Prompt: Can you arrange every line of the data below as a numbered list, skipping blank lines and leaving the pictures out?

-- Start --

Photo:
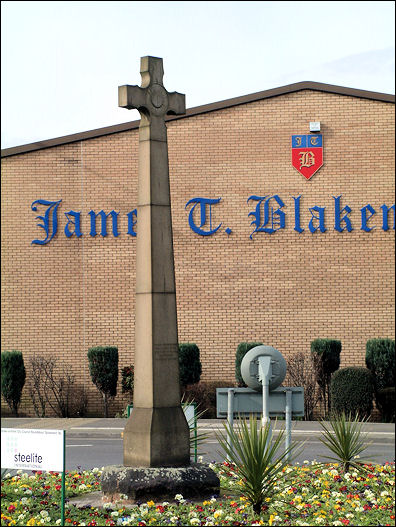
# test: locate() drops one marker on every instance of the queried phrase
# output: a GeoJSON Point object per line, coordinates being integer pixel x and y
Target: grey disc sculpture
{"type": "Point", "coordinates": [250, 371]}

-- End --

Exercise result:
1. Photo:
2. # test: locate() drops one marker on every instance of the queried phrase
3. # output: a GeoJSON Point object per line, coordinates being integer pixel x and y
4. Target: grey disc sculpture
5. {"type": "Point", "coordinates": [250, 371]}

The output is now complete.